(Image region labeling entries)
++++
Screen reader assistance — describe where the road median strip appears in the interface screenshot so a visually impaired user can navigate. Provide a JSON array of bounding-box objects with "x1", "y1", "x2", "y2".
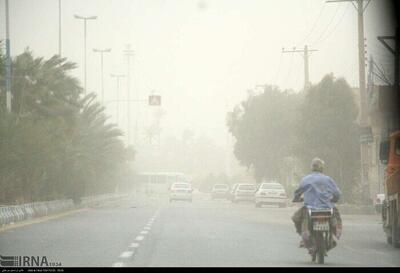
[{"x1": 0, "y1": 208, "x2": 90, "y2": 233}]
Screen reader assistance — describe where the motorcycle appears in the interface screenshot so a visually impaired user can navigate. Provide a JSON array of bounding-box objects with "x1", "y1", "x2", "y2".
[{"x1": 294, "y1": 198, "x2": 337, "y2": 264}]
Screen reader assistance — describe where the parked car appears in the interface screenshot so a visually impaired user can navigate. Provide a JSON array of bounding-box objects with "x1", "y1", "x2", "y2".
[
  {"x1": 232, "y1": 183, "x2": 257, "y2": 203},
  {"x1": 169, "y1": 182, "x2": 193, "y2": 202},
  {"x1": 254, "y1": 182, "x2": 288, "y2": 208},
  {"x1": 211, "y1": 184, "x2": 229, "y2": 199}
]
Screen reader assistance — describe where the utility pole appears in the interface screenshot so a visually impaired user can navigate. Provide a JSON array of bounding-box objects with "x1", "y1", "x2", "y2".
[
  {"x1": 326, "y1": 0, "x2": 371, "y2": 200},
  {"x1": 6, "y1": 0, "x2": 11, "y2": 112},
  {"x1": 74, "y1": 14, "x2": 97, "y2": 95},
  {"x1": 282, "y1": 45, "x2": 318, "y2": 90},
  {"x1": 377, "y1": 27, "x2": 400, "y2": 131},
  {"x1": 110, "y1": 74, "x2": 125, "y2": 124},
  {"x1": 93, "y1": 48, "x2": 111, "y2": 103},
  {"x1": 123, "y1": 44, "x2": 134, "y2": 145}
]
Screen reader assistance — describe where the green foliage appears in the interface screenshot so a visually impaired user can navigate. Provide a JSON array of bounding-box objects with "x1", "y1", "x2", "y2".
[
  {"x1": 227, "y1": 75, "x2": 360, "y2": 201},
  {"x1": 0, "y1": 50, "x2": 134, "y2": 203},
  {"x1": 227, "y1": 86, "x2": 300, "y2": 182}
]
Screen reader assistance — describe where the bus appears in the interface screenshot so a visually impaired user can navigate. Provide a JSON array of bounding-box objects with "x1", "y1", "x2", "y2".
[{"x1": 135, "y1": 172, "x2": 189, "y2": 194}]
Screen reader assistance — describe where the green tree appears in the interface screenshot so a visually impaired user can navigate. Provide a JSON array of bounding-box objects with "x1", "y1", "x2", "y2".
[
  {"x1": 296, "y1": 74, "x2": 360, "y2": 201},
  {"x1": 227, "y1": 86, "x2": 300, "y2": 182},
  {"x1": 0, "y1": 50, "x2": 134, "y2": 203}
]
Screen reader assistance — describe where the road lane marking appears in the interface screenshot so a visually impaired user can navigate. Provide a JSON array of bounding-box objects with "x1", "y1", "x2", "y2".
[{"x1": 119, "y1": 251, "x2": 133, "y2": 258}]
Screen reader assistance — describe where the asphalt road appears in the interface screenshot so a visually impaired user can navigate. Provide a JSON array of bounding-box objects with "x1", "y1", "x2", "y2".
[{"x1": 0, "y1": 192, "x2": 400, "y2": 267}]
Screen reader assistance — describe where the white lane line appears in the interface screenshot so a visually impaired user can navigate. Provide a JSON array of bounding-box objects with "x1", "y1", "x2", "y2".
[
  {"x1": 129, "y1": 243, "x2": 139, "y2": 248},
  {"x1": 119, "y1": 251, "x2": 133, "y2": 258}
]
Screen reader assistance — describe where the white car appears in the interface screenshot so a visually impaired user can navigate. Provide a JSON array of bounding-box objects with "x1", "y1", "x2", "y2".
[
  {"x1": 211, "y1": 184, "x2": 229, "y2": 199},
  {"x1": 254, "y1": 182, "x2": 288, "y2": 208},
  {"x1": 169, "y1": 182, "x2": 193, "y2": 202},
  {"x1": 232, "y1": 184, "x2": 257, "y2": 203}
]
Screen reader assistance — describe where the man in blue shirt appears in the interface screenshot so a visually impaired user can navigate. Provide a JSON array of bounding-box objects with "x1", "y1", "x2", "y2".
[{"x1": 292, "y1": 158, "x2": 341, "y2": 244}]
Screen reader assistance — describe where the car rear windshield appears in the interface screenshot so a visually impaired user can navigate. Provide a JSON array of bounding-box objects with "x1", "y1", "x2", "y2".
[
  {"x1": 261, "y1": 184, "x2": 283, "y2": 190},
  {"x1": 172, "y1": 184, "x2": 190, "y2": 189},
  {"x1": 214, "y1": 184, "x2": 228, "y2": 189},
  {"x1": 238, "y1": 185, "x2": 256, "y2": 191}
]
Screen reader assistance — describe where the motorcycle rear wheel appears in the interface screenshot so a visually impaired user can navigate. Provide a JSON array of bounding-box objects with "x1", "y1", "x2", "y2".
[{"x1": 315, "y1": 232, "x2": 325, "y2": 264}]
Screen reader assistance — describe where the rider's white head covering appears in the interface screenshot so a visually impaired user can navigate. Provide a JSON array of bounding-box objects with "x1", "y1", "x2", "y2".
[{"x1": 311, "y1": 157, "x2": 325, "y2": 173}]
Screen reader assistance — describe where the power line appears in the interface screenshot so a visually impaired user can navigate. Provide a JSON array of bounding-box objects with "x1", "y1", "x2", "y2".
[
  {"x1": 296, "y1": 2, "x2": 326, "y2": 46},
  {"x1": 313, "y1": 4, "x2": 350, "y2": 45},
  {"x1": 282, "y1": 45, "x2": 318, "y2": 90},
  {"x1": 312, "y1": 3, "x2": 340, "y2": 44}
]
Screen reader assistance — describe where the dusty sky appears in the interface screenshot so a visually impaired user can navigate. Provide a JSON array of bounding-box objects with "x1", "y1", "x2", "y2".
[{"x1": 0, "y1": 0, "x2": 393, "y2": 148}]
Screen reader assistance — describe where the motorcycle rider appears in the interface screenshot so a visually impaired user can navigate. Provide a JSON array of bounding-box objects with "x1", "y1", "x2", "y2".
[{"x1": 292, "y1": 157, "x2": 342, "y2": 247}]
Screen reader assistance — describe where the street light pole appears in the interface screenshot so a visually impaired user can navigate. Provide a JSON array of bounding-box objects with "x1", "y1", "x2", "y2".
[
  {"x1": 124, "y1": 44, "x2": 138, "y2": 144},
  {"x1": 93, "y1": 48, "x2": 111, "y2": 103},
  {"x1": 74, "y1": 14, "x2": 97, "y2": 94},
  {"x1": 58, "y1": 0, "x2": 61, "y2": 57},
  {"x1": 110, "y1": 74, "x2": 125, "y2": 124}
]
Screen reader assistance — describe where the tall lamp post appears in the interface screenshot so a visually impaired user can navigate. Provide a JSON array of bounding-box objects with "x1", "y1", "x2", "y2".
[
  {"x1": 74, "y1": 14, "x2": 97, "y2": 94},
  {"x1": 110, "y1": 74, "x2": 125, "y2": 124},
  {"x1": 93, "y1": 48, "x2": 111, "y2": 103},
  {"x1": 5, "y1": 0, "x2": 11, "y2": 112}
]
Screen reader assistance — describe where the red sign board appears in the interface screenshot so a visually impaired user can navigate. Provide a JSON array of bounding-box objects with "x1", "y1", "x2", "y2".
[{"x1": 149, "y1": 95, "x2": 161, "y2": 106}]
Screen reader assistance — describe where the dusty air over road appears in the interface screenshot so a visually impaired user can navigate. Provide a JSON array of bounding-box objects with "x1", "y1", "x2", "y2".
[{"x1": 0, "y1": 0, "x2": 400, "y2": 272}]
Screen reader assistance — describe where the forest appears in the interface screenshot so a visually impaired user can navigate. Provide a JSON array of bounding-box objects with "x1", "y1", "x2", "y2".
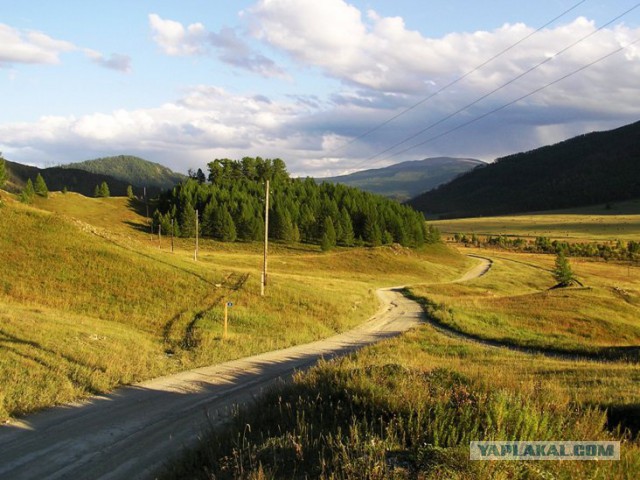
++++
(TASK PROMPT) Please arrange the material as a JSON list of strings, one string per line, beginning at the line that contains "Screen reader assistance — describe where the tall" and continuing through the end of the material. Skip blank lines and leave the pictures out.

(SOLUTION)
[
  "Screen reader assistance — describe where the tall lamp post appears in the interface screenshot so a visually impaired user can navigate. Provide a JSON array of bounding-box objects with \"x1\", \"y1\", \"x2\", \"y2\".",
  "[",
  "  {\"x1\": 74, \"y1\": 14, \"x2\": 97, \"y2\": 94},",
  "  {\"x1\": 110, \"y1\": 74, \"x2\": 125, \"y2\": 124},",
  "  {\"x1\": 93, \"y1\": 48, \"x2\": 111, \"y2\": 103},",
  "  {\"x1\": 5, \"y1\": 0, \"x2\": 11, \"y2\": 112}",
  "]",
  "Screen reader assistance — describe where the red sign board appears in the interface screenshot so a visually impaired user can navigate. Provide a JSON array of bounding-box objects with \"x1\", \"y1\", \"x2\", \"y2\".",
  "[{\"x1\": 149, \"y1\": 95, \"x2\": 161, \"y2\": 106}]",
  "Screen reader assistance — describe where the dusty air over road appears in the interface screenshot so a visually impaired user can navigate. Provide a JSON array of bounding-box objects with \"x1\", \"y1\", \"x2\", \"y2\".",
  "[{\"x1\": 0, \"y1\": 0, \"x2\": 400, \"y2\": 272}]",
  "Screen reader assistance — describe where the forest appears in the interface screenshot so a visually impaired user can navigate. Provide a JSON array of bounding-box objects with \"x1\", \"y1\", \"x2\", \"y2\"."
]